_Problem to solve_. Give the line containing "Bet you can't find the hood" again, exactly, along with all later lines of the entries, through the last one.

_Records to use_.
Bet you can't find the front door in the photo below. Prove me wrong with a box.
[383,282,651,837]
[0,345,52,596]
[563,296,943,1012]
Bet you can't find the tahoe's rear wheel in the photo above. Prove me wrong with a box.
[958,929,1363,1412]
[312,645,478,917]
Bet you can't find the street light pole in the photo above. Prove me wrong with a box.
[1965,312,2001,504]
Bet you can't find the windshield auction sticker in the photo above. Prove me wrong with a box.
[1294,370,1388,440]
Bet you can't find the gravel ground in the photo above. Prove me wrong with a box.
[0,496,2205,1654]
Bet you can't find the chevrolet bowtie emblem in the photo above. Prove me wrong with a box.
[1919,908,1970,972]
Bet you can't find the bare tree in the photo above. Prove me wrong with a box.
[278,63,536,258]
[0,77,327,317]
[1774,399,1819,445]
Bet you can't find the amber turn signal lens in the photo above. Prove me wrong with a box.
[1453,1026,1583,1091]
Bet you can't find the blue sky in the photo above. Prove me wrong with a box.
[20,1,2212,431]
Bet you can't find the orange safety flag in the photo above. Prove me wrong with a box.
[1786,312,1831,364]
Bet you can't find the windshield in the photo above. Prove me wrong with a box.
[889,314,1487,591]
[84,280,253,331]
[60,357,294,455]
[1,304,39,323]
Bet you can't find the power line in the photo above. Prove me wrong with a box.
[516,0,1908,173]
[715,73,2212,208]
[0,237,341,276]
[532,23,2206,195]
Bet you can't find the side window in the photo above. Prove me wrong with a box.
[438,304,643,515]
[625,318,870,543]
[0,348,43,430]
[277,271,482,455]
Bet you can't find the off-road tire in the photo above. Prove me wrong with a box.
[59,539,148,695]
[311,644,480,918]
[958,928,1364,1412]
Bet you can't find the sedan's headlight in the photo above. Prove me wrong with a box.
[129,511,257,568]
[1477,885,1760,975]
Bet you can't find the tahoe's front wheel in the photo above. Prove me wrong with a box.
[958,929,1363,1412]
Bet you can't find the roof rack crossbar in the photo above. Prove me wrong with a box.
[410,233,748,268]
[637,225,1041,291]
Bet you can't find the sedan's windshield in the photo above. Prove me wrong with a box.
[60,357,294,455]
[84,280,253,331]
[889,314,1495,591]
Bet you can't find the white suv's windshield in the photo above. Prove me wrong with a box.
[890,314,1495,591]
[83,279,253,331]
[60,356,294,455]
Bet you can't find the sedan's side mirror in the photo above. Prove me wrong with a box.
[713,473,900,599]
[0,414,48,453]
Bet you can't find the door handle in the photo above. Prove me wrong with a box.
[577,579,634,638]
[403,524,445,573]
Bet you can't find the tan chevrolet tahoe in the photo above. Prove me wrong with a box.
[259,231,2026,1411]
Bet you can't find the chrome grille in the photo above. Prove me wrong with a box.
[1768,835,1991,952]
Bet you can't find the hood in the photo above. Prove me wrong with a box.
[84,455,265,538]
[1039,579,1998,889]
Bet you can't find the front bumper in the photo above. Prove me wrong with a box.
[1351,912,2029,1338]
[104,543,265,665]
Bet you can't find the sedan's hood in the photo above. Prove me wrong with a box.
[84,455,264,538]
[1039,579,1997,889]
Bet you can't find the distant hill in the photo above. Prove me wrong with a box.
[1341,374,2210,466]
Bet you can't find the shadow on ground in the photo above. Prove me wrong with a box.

_Answer below_.
Bet you can't find the hood in the photo above. Prove me wrong with a box.
[84,455,265,538]
[1039,579,1998,889]
Bet you can't find the front bumper in the photo above. Prove me wrong with a box.
[1351,912,2029,1338]
[104,543,265,665]
Bet you can't find the sedan's hood in the photo above. Prove me wrong with a box.
[84,455,264,538]
[1039,579,1997,889]
Bet you can't find the distant hill in the photo above. Prove me wrong with a box.
[1341,374,2210,466]
Bet you can't find the shadow on ground in the photo above. Prove me wrong with a box.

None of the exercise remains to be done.